:: Work order 1 ::
Repeat the entries word for word, starting at their beginning and going up to and including the line with "positive clicks: (609, 775) (380, 756)". Leave out any pictures.

:: Provided passage ::
+ + +
Given a curve $C=\{(x,f(x)\in \mathbb{R}\times\mathbb{R}\mid x\in(r_1,r_2)\}$ with has the following property.(f(x) is $C^3$-function)
At any point $(a,f(a))\in C$ if we change coordinate system by defining tangent line at this point to be X-axis and normal line at this point to be Y-axis ,then this curve can be represented in new coordinate system $C=\{(X,Y)\mid Y=F(X)\}$ so that $F'''(0)=0$
Show that $(1+(f'(x))^2)f'''(x)=3f'(x)f''(x)^2$ and solve this differential equation.
I can show that any point $(x,f(x))$ in normal XY-plane will be represented by $((x-a)cos\theta+(f(x)-f(a))sin\theta,-(x-a)sin\theta+(f(x)-f(a))cos\theta)$ when $tan\theta=f'(a)$in this new coordinate system but still cannot find $F'''(X)$ in terms of $x,f'(x),...$
for the second part let g(x)=f'(x) so this ODE turn into second order DE but still do not found any techniques to deal with this.
thanks for your help
Firstly, we consider the behavior of the function on the new coordinate. It is obvious that $F(0)=0$, also $F'(0)=0$ since the $x$ coordinate is just the tangent line. So to compute $F'''(x)$, we need $\lim_{x\to 0}3\cdot\frac{F(x)-F(-x)}{x^3}$, this can be verified via Taylor expansion on new coordinate.$\newcommand{\e}{\epsilon}$
Secondly, we move the point $(a,f(a))$ to $(0,0)$, the point $(a+\e,f(a+\e))$ is translated to $(\e,f(a+\e)-f(a))$. Consider the distance with the line $y=f'(a)x$ in the translated coordinate, this distance is assigned a sign corresponding to the $y$ axis in the new coordinate system, see the picture
$$y_1=\frac{f(a+\e)-f(a)-f'(a)\e}{\sqrt{1+f'(a)^2}},\\x_1=\frac{f'(a)(f(a+\e)-f(a))+\e}{\sqrt{1+f'(a)^2}}=\sqrt{1+(f'(a))^2}\e+\frac{f''(a)f'(a)}{2\sqrt{1+(f'(a))^2}}\e^2+o(\e^2)$$
Thus when $x_1\to -x_1$, the $\e\to \e_1=-\e-\frac{f''(a)f'(a)}{1+f'(a)^2}\e^2+o(\e^2)$
$$\lim_{x_1\to 0}\frac{y_1(\e)-y_1(-\e-\frac{f''(a)f'(a)}{1+f'(a)^2}\e^2)}{x_1^3}=0\Rightarrow \frac{f''(a)\e^2/2!+f'''(a)\e^3/3!-f''(a)(\e_1)^2/2!-f'''(a)(\e_1)^3/3!}{\left(\sqrt{1+(f'(a))^2}\e\right)^3}=0$$
Expand and remove the higher order term, we get
$$\frac{1}{3}f'''(a)-\frac{2}{2}\left(\frac{f''(a)^2f'(a)}{1+f'(a)^2}\right)=0.$$
Which is exactly $$(1+(f'(x))^2)f'''(x)=3f'(x)f''(x)^2$$
Note that this implies $$\left(\frac{1+(f'(x))^2}{f''(x)}\right)'=-f'(x)\Rightarrow \frac{1+(f'(x))^2}{f''(x)}= -f(x)+C\Rightarrow (f(x)f'(x))'=C f''(x)-1.$$
Hence $f(x)f'(x)=C_1 f'(x)-x+C_2$ and $((f(x)-C_1)^2)'=-2x+2C_2$. The final answer is
$$(f(x)-C_1)^2=-x^2+2C_2 x+C_3$$
+ + +
:: Work order 2 ::
Copy the curve problem above word for word, from "At any point $(a,f(a))\in" up to and including "this differential equation.".
+ + +
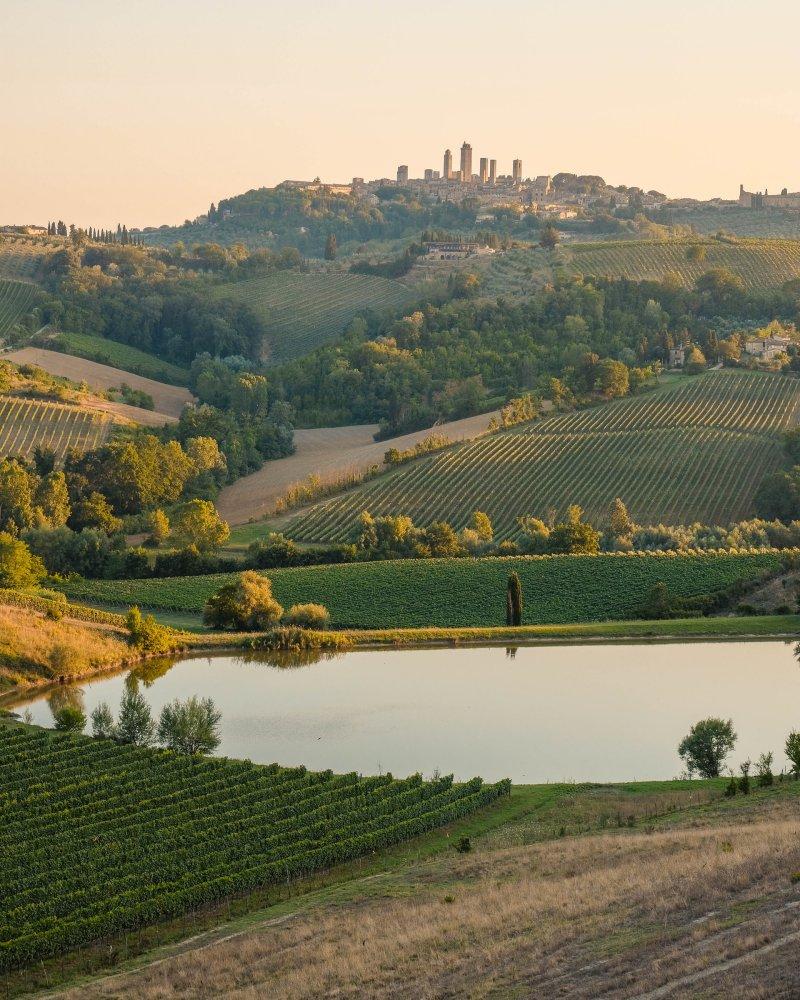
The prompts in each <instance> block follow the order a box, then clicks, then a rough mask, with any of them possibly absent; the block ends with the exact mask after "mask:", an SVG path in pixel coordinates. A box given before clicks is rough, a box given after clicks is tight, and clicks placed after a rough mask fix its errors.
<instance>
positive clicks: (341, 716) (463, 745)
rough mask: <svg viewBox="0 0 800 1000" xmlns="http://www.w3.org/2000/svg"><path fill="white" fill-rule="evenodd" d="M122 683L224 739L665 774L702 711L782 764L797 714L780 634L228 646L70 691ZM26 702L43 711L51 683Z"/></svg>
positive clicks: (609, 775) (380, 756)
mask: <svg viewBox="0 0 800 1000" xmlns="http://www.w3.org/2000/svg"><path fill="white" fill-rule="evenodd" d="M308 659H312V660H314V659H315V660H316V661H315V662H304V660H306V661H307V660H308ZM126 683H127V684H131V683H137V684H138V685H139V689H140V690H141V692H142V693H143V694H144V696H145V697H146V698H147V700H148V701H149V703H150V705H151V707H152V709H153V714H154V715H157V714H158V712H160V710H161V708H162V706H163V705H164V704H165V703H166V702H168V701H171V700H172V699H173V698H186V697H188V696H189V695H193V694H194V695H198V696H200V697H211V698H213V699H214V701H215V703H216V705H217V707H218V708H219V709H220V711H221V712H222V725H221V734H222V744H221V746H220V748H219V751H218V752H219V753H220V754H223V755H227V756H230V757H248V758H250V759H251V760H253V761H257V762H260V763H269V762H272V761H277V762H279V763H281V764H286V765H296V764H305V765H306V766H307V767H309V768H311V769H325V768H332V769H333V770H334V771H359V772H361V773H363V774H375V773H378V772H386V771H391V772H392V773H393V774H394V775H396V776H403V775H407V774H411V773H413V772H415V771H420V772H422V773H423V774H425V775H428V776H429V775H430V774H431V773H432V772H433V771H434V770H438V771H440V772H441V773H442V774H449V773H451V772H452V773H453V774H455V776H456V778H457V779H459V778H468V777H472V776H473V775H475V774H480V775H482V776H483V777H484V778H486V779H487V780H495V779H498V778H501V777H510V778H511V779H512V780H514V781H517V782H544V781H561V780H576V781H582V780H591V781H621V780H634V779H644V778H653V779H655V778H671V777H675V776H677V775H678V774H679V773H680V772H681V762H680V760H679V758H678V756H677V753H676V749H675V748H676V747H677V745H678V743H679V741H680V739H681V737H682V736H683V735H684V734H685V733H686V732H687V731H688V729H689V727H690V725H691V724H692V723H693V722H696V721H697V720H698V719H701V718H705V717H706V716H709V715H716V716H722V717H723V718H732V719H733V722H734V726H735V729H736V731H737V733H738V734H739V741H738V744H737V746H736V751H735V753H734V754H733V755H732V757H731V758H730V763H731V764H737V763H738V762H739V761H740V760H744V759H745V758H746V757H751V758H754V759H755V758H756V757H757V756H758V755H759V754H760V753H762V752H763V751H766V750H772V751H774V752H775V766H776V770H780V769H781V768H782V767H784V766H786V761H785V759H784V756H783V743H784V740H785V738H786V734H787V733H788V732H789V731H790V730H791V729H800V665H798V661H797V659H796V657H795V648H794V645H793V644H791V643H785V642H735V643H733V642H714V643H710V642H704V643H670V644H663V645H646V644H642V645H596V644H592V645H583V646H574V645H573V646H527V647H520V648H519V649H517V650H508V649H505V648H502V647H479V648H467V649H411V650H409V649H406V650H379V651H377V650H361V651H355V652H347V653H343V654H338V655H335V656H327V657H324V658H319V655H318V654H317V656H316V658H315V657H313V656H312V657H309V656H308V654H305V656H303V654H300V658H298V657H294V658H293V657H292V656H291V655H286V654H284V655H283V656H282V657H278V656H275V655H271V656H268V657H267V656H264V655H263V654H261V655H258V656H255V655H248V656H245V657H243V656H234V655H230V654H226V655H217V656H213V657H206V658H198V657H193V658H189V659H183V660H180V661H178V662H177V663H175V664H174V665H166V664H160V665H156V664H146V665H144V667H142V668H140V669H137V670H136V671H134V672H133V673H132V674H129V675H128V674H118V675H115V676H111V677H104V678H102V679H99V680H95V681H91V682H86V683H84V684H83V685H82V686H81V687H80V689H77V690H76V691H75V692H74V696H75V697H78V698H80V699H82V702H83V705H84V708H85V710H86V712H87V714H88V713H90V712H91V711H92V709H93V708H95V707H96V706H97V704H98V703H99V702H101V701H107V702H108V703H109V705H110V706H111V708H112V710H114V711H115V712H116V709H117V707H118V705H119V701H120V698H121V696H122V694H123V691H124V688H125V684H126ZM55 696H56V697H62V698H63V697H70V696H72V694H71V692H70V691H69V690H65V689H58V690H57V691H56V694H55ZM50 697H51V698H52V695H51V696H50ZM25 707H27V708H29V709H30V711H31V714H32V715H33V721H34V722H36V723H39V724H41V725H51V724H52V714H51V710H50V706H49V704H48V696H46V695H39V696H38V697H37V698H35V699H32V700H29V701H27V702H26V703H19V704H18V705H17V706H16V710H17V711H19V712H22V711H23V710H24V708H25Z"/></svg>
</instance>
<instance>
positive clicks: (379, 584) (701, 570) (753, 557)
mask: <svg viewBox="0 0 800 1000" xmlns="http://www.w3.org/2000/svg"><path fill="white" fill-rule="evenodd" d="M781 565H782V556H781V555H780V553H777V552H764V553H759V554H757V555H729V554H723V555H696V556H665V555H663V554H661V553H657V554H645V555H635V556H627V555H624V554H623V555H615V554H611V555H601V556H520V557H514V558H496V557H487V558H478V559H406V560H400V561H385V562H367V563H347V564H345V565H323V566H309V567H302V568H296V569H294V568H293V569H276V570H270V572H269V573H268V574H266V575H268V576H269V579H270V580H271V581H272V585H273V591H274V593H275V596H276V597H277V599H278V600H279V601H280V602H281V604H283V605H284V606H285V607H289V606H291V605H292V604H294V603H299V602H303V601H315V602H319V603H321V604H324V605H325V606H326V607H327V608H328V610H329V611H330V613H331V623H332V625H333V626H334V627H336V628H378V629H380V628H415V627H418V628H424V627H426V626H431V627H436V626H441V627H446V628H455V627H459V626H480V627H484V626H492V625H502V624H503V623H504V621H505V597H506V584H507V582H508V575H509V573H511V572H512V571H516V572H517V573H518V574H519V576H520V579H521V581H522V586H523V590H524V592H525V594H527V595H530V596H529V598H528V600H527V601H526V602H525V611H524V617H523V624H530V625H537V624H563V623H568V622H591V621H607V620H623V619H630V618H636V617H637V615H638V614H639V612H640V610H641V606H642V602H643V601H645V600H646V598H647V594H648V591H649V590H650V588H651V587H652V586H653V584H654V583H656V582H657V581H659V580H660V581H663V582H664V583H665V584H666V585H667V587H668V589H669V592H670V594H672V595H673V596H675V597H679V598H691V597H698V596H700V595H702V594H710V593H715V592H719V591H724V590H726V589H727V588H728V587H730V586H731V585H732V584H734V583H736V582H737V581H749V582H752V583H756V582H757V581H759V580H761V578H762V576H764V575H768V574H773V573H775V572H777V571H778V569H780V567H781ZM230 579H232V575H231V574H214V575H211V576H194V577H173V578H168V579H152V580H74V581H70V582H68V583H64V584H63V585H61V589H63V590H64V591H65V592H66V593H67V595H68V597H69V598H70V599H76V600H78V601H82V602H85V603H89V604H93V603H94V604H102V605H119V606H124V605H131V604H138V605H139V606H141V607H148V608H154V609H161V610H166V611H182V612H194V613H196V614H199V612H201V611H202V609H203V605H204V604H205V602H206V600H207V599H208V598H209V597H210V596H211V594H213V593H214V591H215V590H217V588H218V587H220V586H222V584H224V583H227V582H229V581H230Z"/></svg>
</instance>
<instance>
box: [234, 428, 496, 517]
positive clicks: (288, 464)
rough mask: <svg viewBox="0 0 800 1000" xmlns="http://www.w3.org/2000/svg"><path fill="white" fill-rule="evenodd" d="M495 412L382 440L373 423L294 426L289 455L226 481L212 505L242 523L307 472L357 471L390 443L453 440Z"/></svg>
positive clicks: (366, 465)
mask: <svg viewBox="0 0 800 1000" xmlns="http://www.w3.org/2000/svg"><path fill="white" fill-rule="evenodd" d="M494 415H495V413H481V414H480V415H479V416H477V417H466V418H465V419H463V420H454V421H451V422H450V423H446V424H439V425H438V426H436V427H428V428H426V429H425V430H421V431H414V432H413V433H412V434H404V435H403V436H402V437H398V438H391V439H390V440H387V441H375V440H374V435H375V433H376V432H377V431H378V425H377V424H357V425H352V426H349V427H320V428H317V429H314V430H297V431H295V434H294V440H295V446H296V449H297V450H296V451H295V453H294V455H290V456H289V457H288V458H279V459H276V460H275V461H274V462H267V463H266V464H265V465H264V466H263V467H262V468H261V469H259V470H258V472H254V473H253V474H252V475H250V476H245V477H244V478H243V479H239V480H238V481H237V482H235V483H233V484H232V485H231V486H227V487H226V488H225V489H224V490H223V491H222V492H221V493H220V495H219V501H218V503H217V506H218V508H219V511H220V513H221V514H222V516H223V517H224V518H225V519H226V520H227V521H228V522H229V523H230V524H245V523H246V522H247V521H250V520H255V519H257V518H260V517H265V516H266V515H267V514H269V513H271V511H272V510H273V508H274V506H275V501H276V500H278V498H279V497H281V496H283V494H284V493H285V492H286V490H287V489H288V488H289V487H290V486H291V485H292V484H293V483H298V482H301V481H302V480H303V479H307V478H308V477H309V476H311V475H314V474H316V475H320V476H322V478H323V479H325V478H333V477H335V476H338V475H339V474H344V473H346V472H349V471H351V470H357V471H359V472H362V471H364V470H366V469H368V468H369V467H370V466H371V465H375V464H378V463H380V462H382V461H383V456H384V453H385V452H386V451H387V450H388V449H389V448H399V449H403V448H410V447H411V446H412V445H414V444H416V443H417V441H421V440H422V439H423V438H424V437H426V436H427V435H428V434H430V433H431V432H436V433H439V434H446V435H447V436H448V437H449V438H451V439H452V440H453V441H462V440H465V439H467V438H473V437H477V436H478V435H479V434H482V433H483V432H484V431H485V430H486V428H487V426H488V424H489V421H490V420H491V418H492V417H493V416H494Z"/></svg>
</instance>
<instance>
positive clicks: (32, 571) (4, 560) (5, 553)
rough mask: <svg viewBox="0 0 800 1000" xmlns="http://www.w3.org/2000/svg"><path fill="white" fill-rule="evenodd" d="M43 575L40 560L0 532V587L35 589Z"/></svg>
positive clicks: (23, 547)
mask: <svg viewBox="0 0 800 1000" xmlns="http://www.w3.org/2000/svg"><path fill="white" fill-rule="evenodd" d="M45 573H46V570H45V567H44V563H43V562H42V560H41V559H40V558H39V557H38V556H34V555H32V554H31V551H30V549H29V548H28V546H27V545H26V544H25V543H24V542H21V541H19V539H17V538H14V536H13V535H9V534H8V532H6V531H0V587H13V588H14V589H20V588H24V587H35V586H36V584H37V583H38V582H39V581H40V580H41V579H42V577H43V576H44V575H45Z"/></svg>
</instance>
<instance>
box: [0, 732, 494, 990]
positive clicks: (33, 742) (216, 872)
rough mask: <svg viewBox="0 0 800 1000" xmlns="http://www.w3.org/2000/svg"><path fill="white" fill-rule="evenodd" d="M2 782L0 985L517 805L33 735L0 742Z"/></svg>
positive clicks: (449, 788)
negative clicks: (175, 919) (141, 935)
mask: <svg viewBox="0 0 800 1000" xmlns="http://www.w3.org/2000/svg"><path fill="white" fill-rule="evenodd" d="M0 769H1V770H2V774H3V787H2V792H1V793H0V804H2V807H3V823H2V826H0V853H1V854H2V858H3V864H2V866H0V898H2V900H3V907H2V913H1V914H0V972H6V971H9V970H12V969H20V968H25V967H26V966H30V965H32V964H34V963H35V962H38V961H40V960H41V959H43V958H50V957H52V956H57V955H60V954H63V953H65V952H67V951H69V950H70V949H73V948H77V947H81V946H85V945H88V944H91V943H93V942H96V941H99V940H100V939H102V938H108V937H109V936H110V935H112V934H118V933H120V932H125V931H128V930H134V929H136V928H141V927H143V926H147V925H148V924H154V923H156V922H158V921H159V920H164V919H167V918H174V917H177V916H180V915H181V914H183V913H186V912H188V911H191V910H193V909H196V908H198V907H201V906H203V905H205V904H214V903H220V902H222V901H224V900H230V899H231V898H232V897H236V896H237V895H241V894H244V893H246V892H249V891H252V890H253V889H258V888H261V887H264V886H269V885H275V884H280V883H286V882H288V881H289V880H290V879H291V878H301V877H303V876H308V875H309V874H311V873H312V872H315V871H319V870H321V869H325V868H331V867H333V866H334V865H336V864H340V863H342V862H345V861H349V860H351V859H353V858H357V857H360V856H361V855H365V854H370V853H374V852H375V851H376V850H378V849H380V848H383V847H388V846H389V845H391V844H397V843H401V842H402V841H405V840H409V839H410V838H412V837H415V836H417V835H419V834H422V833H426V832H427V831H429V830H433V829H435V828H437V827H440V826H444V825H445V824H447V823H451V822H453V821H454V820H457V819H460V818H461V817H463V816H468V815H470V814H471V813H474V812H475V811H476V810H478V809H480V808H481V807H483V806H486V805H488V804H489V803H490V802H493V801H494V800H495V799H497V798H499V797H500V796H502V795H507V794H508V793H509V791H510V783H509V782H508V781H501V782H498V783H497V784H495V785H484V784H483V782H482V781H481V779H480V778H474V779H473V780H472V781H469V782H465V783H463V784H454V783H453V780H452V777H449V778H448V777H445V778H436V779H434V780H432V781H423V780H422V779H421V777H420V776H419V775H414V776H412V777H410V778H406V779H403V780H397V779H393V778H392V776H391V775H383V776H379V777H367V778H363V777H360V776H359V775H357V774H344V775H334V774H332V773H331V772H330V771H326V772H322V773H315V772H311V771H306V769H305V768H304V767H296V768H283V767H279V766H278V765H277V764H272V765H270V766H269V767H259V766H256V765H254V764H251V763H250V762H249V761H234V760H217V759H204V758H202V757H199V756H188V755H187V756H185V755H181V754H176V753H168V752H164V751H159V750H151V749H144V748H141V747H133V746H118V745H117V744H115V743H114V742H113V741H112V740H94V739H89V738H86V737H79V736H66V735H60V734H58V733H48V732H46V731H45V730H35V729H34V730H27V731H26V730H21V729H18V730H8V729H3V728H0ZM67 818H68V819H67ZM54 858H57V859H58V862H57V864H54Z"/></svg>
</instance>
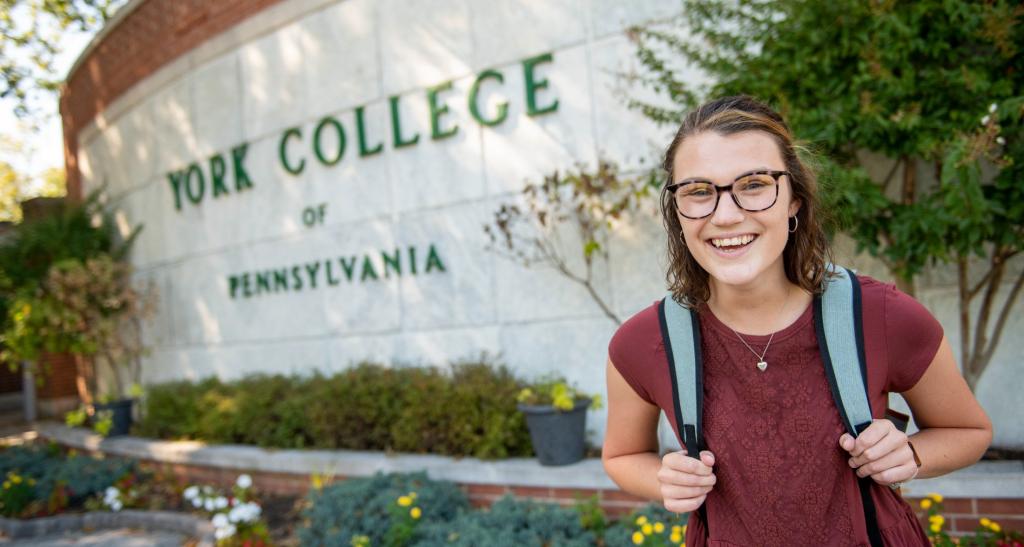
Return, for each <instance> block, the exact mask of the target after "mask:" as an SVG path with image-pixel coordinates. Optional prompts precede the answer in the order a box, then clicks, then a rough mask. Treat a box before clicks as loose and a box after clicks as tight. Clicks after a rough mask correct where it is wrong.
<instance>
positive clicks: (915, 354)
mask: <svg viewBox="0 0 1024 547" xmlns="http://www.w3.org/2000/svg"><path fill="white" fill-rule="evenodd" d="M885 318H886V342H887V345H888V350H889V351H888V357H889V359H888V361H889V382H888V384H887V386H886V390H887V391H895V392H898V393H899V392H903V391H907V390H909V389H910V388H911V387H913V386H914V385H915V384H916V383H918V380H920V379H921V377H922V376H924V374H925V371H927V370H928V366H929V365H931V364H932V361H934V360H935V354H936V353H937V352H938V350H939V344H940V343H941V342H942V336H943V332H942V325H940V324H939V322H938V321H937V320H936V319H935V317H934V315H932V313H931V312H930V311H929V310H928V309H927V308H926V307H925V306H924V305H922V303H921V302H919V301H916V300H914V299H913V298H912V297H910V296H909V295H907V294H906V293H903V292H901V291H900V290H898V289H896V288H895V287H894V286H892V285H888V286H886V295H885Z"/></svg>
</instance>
+ + +
:: Answer section 1 ::
The prompts in each <instance> block follow the order a box, then clicks, then a rough mask, with any of them possibly absent; the block ends with the exact mask after "mask:", an SVG path in pixel coordinates. A box given before clicks is rough, a box given after clicks is tight, and clicks placed after a rough mask fix its errors.
<instance>
positive clicks: (341, 716) (463, 745)
rough mask: <svg viewBox="0 0 800 1000" xmlns="http://www.w3.org/2000/svg"><path fill="white" fill-rule="evenodd" d="M122 683L224 739L665 774L702 711L782 764L797 714L780 634L228 646L70 691ZM26 702L43 711L51 683Z"/></svg>
positive clicks: (609, 775) (380, 756)

:: Answer section 2 ::
At any point $(a,f(a))\in C$ if we change coordinate system by defining tangent line at this point to be X-axis and normal line at this point to be Y-axis ,then this curve can be represented in new coordinate system $C=\{(X,Y)\mid Y=F(X)\}$ so that $F'''(0)=0$
Show that $(1+(f'(x))^2)f'''(x)=3f'(x)f''(x)^2$ and solve this differential equation.